- Exercise set
A: Rewrite the stretch of the blog post below from "For one thing, Wrede" through "do look useful.)", swapping "sensible advice" for "practical advice".
B: Turn the records into a JSON list of strings with one string per line, and leave out any blank lines.

An agenda ain’t nothing but a to-do list

I haven’t played a video game since 1991, but I’m tickled by the concept of a horrible goose with a to-do list.

So my weekend was fairly productive on the housework and acquiring-new-shoes-for-the-conference fronts, but not so much on writing or blogging. Or changing the cat litter, but one can’t do everything. But one thing I have done recently is start going through Pat Wrede’s blog on writing; there’s some really good stuff there, and it’s given me a lot to think about.

For one thing, Wrede put me on to Ursula Le Guin’s Steering the Craft, a writer’s guide which she updated for the 21st century — ULG was lively-minded right to the end. I want to be Pat Cadigan when I grow up, and I want to be Ursula Le Guin when I grow old. Anyway, Steering the Craft is (naturally!) full of sensible advice and actual writing exercises that look salutary for a writer to do. (I mean, I haven’t done any of them yet, but they do look useful.)

- Materials provided
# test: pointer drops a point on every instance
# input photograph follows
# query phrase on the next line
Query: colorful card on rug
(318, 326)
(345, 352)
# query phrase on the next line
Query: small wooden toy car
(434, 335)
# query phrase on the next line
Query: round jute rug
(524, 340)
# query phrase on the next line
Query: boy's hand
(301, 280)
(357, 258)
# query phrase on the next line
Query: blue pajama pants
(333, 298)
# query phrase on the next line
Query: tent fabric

- Per-task outputs
A:
For one thing, Wrede put me on to Ursula Le Guin’s Steering the Craft, a writer’s guide which she updated for the 21st century — ULG was lively-minded right to the end. I want to be Pat Cadigan when I grow up, and I want to be Ursula Le Guin when I grow old. Anyway, Steering the Craft is (naturally!) full of practical advice and actual writing exercises that look salutary for a writer to do. (I mean, I haven’t done any of them yet, but they do look useful.)

B:
[
  "# test: pointer drops a point on every instance",
  "# input photograph follows",
  "# query phrase on the next line",
  "Query: colorful card on rug",
  "(318, 326)",
  "(345, 352)",
  "# query phrase on the next line",
  "Query: small wooden toy car",
  "(434, 335)",
  "# query phrase on the next line",
  "Query: round jute rug",
  "(524, 340)",
  "# query phrase on the next line",
  "Query: boy's hand",
  "(301, 280)",
  "(357, 258)",
  "# query phrase on the next line",
  "Query: blue pajama pants",
  "(333, 298)",
  "# query phrase on the next line",
  "Query: tent fabric"
]